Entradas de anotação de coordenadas
◇ ◇ ◇ ◇ ◇
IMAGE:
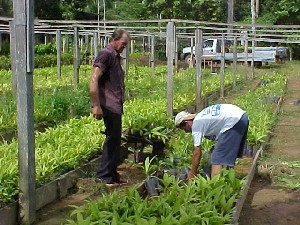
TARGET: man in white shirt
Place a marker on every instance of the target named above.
(224, 123)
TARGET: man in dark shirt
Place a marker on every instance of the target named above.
(107, 95)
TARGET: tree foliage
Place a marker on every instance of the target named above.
(278, 12)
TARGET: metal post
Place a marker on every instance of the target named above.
(58, 51)
(76, 59)
(199, 53)
(222, 71)
(24, 46)
(170, 59)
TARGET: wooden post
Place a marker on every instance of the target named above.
(170, 60)
(143, 46)
(13, 56)
(64, 44)
(76, 59)
(152, 56)
(222, 71)
(125, 57)
(176, 54)
(132, 46)
(234, 60)
(198, 57)
(58, 52)
(24, 47)
(191, 64)
(0, 41)
(95, 44)
(246, 56)
(253, 15)
(230, 12)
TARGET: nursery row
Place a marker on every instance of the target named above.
(145, 116)
(201, 201)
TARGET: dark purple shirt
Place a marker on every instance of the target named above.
(111, 83)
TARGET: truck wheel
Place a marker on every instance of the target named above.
(188, 59)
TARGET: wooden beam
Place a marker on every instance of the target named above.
(24, 46)
(198, 57)
(170, 42)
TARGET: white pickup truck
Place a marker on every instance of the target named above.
(212, 49)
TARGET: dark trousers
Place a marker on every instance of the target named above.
(111, 149)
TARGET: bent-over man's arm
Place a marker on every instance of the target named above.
(195, 162)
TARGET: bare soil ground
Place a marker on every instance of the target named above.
(270, 201)
(86, 189)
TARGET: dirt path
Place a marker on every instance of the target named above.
(269, 201)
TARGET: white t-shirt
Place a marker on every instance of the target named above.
(214, 120)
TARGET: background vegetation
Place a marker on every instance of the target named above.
(283, 12)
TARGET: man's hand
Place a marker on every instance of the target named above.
(191, 175)
(97, 112)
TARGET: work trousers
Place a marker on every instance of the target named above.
(107, 170)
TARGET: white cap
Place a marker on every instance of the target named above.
(182, 116)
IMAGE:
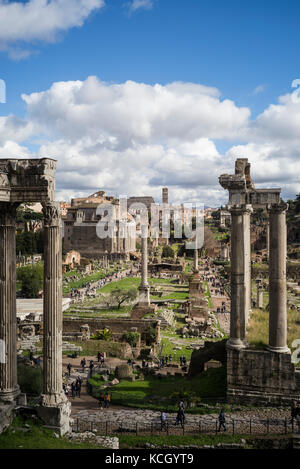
◇ ◇ ◇ ◇ ◇
*INSTRUÇÕES DA TAREFA*:
Você pode reproduzir sem nenhuma alteração as linhas do material, começando na que contém "TARGET: dark trousers" e terminando no fim do material, com as duas pontas incluídas? Deixe as imagens fora da resposta.

*RESULTADO ESPERADO*:
TARGET: dark trousers
Place a marker on every instance of the target named above.
(111, 149)
TARGET: bent-over man's arm
Place a marker on every instance of the target named above.
(195, 162)
TARGET: bare soil ground
Place a marker on every instance of the target named above.
(270, 201)
(86, 189)
TARGET: dirt path
Place a marker on every instance of the target named above.
(269, 201)
TARGET: white t-shirt
Place a marker on every instance of the target named above.
(214, 120)
TARGET: background vegetation
Place a marker on every instance of the target named above.
(283, 12)
TARGET: man's hand
Place a marker on every instance of the target named above.
(191, 175)
(97, 112)
TARGET: work trousers
Place a marker on every instance of the target named above.
(107, 170)
TARGET: white cap
Place a marker on every instance of the target named above.
(182, 116)
IMAGE:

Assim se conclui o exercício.